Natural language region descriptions
+-------+

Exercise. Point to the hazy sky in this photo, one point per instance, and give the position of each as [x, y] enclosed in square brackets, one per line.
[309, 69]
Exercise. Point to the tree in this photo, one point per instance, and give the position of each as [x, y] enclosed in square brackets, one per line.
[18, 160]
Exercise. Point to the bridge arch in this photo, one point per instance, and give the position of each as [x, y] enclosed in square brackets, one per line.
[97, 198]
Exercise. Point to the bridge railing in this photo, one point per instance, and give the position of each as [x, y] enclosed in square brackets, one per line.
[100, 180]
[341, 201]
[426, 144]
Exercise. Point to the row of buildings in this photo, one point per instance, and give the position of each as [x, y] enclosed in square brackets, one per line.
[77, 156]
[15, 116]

+-------+

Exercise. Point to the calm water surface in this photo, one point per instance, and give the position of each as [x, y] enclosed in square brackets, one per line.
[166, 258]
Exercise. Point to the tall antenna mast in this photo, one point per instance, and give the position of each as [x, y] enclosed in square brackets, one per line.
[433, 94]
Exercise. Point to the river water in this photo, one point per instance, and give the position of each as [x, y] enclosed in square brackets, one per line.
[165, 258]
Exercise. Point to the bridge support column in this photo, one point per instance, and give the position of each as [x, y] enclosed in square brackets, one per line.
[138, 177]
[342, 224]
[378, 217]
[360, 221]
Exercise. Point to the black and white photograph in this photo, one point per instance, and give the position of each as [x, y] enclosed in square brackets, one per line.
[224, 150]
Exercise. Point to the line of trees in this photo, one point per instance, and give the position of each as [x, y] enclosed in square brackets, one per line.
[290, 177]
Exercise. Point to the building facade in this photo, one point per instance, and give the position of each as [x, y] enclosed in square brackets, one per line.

+-------+

WHAT TO PRODUCE
Reproduce verbatim the lines above, from the line with "Exercise. Point to the calm" through the line with "Exercise. Point to the building".

FINAL ANSWER
Exercise. Point to the calm water surface in this photo, one point per instance, and give the position of each as [x, y] enclosed in square brackets, one per line.
[166, 258]
Exercise. Point to the tall antenna mast in this photo, one point per instance, and give the position of each as [x, y] enclosed in square brackets, one per line.
[433, 94]
Exercise. Point to the river water in this photo, one point per instance, and give the position of each as [x, y] enclosed in square brackets, one per line.
[165, 258]
Exercise. Point to the bridge support column in this photo, one point per instance, and give the position of each as [x, y] enclosed in square brackets, one per line.
[138, 177]
[342, 224]
[378, 217]
[360, 221]
Exercise. Point to the black and white photograph in this photo, one point per instance, and give the position of each as [x, y] enclosed in square brackets, one per line.
[224, 150]
Exercise. Point to the line of trees in this photo, one point per instance, and give the position of each as [x, y] enclosed in square brackets, one per line.
[290, 177]
Exercise. Point to the building facade in this photo, one point per instance, and give the position of each as [x, y] enclosed in square brackets, one per line.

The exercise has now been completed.